The Trump administration added more than 60 telehealth services that will be reimbursable during the public health emergency caused by the COVID-19 pandemic. Those changes to telehealth coverage will also be allowed permanently in rural areas.
The Centers for Medicare & Medicaid Services (CMS) added the telehealth services as part of the final Physician Fee Schedule released late Tuesday. That annual regulation governing physician payments included payment adjustments to evaluation and management visits.
As part of the telehealth expansion, the agency said it added several services to category one, which includes services similar to office visits or psychiatry services and consultations. Services added include group psychotherapy, home visits and psychological testing.
It also added services to the Medicare telehealth list category three, including emergency department visits, therapy services and hospital discharge day management.
CMS also created a temporary category of criteria for adding telehealth services during the public health emergency for COVID-19, but it will remain in place after that emergency period ends. The public health emergency has been in place since February and has enabled CMS to give more flexibility on what services can be reimbursed.
+ + + + + + +
### YOUR TASKS
A. Name every service that the telehealth coverage article says was added to category three of the Medicare telehealth list.
B. Write a continuation of the article on Medicare telehealth coverage, starting after its final sentence.

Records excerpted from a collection
+ + + + + + +
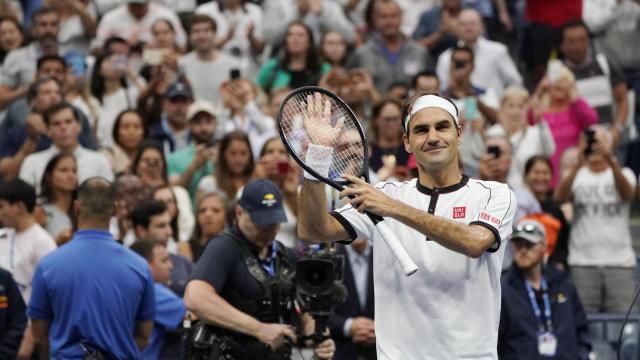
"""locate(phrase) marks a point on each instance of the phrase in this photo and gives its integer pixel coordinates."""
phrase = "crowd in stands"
(175, 103)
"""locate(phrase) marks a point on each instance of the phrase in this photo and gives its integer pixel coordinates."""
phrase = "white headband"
(431, 101)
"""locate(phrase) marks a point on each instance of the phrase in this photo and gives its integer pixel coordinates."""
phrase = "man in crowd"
(112, 308)
(541, 314)
(235, 281)
(63, 127)
(170, 309)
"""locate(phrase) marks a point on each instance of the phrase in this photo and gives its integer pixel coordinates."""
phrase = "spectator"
(210, 221)
(206, 59)
(234, 167)
(170, 309)
(239, 30)
(150, 220)
(132, 21)
(63, 127)
(188, 166)
(388, 55)
(352, 326)
(297, 64)
(19, 66)
(116, 87)
(173, 128)
(58, 192)
(601, 256)
(598, 81)
(438, 26)
(539, 304)
(13, 320)
(526, 140)
(493, 67)
(565, 112)
(23, 245)
(128, 134)
(113, 319)
(318, 16)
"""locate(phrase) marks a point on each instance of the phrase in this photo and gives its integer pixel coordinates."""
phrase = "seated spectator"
(296, 65)
(132, 21)
(526, 140)
(188, 166)
(493, 67)
(388, 55)
(438, 26)
(24, 243)
(234, 167)
(170, 309)
(210, 221)
(206, 58)
(541, 314)
(13, 318)
(150, 220)
(239, 30)
(173, 128)
(601, 256)
(58, 193)
(128, 134)
(63, 127)
(113, 318)
(566, 113)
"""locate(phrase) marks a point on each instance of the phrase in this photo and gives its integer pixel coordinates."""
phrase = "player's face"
(433, 138)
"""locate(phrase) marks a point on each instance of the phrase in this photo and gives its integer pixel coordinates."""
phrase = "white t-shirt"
(21, 252)
(450, 308)
(600, 234)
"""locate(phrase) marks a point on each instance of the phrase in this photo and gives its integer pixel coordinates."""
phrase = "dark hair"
(97, 81)
(150, 145)
(143, 212)
(95, 199)
(116, 125)
(222, 174)
(18, 190)
(201, 18)
(536, 159)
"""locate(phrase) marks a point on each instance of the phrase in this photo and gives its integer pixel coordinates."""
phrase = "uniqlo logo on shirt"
(459, 212)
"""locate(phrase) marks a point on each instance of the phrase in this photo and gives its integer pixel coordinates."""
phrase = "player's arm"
(314, 222)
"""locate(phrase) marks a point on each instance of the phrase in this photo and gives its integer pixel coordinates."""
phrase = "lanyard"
(536, 308)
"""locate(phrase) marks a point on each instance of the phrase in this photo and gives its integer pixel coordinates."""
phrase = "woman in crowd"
(526, 140)
(297, 66)
(58, 192)
(128, 134)
(557, 102)
(233, 169)
(210, 221)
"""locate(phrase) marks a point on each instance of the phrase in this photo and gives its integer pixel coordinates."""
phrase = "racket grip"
(398, 251)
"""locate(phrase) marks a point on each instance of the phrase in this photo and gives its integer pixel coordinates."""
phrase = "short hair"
(145, 248)
(143, 212)
(201, 18)
(95, 199)
(18, 190)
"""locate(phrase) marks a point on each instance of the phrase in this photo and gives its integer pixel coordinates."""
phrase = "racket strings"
(337, 129)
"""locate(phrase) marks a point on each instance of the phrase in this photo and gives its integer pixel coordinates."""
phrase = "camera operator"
(235, 284)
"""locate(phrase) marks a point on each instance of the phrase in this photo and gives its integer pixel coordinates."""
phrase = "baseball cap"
(531, 230)
(199, 106)
(263, 201)
(178, 89)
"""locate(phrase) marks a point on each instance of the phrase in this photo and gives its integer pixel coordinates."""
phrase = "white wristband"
(319, 158)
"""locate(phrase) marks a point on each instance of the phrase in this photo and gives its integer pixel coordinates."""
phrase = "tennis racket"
(313, 115)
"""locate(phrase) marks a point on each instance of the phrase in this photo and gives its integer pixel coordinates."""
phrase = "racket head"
(350, 155)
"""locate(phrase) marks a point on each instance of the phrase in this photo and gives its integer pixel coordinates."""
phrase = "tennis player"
(452, 227)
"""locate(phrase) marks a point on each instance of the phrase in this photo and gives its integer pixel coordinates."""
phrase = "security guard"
(236, 283)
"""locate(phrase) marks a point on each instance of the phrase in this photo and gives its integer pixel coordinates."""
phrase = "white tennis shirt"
(450, 308)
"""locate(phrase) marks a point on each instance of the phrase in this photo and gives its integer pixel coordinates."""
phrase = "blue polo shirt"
(92, 290)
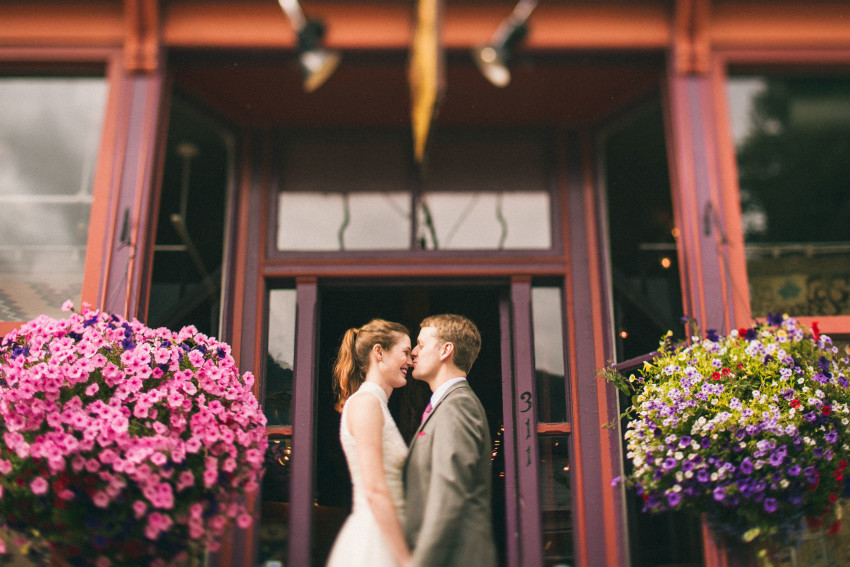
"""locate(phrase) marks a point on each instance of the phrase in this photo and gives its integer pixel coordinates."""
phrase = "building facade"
(169, 160)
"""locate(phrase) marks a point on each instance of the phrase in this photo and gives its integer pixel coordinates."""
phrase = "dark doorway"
(343, 308)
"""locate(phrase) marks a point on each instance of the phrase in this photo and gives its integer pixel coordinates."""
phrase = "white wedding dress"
(360, 542)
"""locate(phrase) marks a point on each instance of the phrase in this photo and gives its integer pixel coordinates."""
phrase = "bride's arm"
(366, 422)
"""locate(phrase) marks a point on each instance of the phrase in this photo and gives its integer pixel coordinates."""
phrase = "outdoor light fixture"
(493, 59)
(317, 63)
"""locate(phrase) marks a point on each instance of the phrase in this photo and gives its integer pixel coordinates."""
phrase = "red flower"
(834, 528)
(814, 522)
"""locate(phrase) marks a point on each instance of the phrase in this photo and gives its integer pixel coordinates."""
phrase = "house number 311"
(525, 400)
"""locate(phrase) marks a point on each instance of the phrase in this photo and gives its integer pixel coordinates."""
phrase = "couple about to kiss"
(429, 503)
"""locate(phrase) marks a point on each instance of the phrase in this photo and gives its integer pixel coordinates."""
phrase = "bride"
(372, 361)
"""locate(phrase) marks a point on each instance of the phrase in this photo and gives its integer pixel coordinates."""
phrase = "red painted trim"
(240, 256)
(615, 555)
(789, 25)
(149, 242)
(381, 25)
(141, 40)
(738, 302)
(143, 187)
(554, 429)
(512, 553)
(528, 453)
(578, 492)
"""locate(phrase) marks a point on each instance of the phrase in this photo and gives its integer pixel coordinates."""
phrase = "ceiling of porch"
(262, 89)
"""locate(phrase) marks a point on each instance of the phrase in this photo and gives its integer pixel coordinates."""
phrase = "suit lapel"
(452, 388)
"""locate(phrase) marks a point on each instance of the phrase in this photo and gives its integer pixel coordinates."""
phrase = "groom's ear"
(446, 351)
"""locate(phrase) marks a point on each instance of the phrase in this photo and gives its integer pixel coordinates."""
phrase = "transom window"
(478, 190)
(792, 141)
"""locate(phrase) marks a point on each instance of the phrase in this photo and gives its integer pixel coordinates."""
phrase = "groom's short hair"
(459, 331)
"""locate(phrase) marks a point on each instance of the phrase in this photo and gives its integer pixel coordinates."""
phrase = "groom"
(447, 472)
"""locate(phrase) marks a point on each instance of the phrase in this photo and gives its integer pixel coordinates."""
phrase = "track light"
(493, 58)
(317, 63)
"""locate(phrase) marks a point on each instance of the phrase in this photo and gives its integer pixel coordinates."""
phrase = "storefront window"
(49, 136)
(555, 501)
(646, 292)
(792, 141)
(647, 299)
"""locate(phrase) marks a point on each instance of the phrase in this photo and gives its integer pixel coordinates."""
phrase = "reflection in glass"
(343, 221)
(485, 220)
(555, 501)
(274, 522)
(49, 136)
(547, 320)
(792, 139)
(277, 398)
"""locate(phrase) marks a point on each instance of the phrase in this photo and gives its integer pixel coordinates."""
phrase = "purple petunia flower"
(673, 499)
(770, 505)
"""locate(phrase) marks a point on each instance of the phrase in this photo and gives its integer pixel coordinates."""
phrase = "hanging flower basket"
(750, 429)
(121, 444)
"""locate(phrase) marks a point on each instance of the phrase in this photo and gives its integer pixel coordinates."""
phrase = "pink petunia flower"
(38, 485)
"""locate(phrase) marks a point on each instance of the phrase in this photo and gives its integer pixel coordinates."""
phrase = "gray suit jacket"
(447, 485)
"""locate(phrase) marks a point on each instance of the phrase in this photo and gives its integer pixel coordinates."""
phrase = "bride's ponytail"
(352, 362)
(345, 374)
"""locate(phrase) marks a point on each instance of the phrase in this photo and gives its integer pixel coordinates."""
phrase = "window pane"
(49, 136)
(486, 191)
(274, 523)
(277, 401)
(792, 139)
(344, 192)
(646, 293)
(547, 318)
(555, 501)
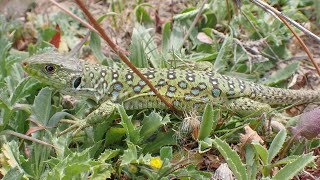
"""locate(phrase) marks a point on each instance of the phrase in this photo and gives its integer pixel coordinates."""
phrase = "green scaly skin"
(184, 89)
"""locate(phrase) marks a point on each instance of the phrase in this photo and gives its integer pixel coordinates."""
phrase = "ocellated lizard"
(184, 89)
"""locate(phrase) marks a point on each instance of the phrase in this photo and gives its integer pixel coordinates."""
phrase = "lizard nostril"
(24, 63)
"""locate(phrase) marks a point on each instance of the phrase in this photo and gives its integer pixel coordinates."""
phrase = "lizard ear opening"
(77, 82)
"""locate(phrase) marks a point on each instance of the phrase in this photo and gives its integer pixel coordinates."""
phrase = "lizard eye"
(50, 68)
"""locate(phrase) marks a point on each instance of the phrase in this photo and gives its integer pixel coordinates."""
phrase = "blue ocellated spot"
(161, 82)
(170, 94)
(142, 83)
(205, 99)
(216, 92)
(115, 94)
(137, 89)
(196, 105)
(187, 97)
(183, 84)
(176, 103)
(195, 91)
(202, 86)
(172, 89)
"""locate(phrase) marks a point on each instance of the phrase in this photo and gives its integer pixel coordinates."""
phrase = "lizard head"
(57, 70)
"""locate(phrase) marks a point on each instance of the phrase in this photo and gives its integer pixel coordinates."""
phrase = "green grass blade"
(291, 169)
(276, 144)
(232, 158)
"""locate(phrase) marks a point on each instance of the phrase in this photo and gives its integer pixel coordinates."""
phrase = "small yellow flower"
(155, 162)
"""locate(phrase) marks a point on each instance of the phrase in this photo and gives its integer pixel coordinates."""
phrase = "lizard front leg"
(246, 106)
(98, 115)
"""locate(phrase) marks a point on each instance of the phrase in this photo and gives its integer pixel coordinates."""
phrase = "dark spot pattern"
(183, 84)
+ + + + + + +
### RESULTS OF THE EXERCISE
A.
- Emergency department visits
- Therapy services
- Hospital discharge day management

B.
But a permanent expansion of coverage across the country will require an act of Congress. Only certain areas will continue to get the telehealth services after the public health emergency ends. Currently the public health emergency is set to expire in January but could be postponed.
“These additions allow beneficiaries in rural areas who are in a medical facility (like a nursing home) to continue to have access to telehealth services such as certain types of emergency department visits, therapy services, and critical care services,” CMS said in a release.
Medicare Advantage beneficiaries can still get access to telehealth services after the public health emergency ends.
Medicare does not have the statutory authority to permanently expand the services to areas outside of rural areas, with certain exceptions.
"If they want to provide these telehealth services in those categories to Medicarebeneficiaries across the country they will need something like the Telehealth Modernization Act put in the Senate in July to lift the rural restriction," said Ryan Bailey, vice president with the consulting firm Advis.
The agency is commissioning a study on the telehealth flexibilities it has provided during the pandemic. Telehealth use has exploded as patients have been afraid to go to the doctor’s office for fear of contracting COVID-19. Since the start of the pandemic, CMS has added 144 telehealth services that it will cover.
CMS reported Tuesday that preliminary data show from mid-March to mid-October, more than 24.5 million people out of 63 million Medicare beneficiaries used a telemedicine service.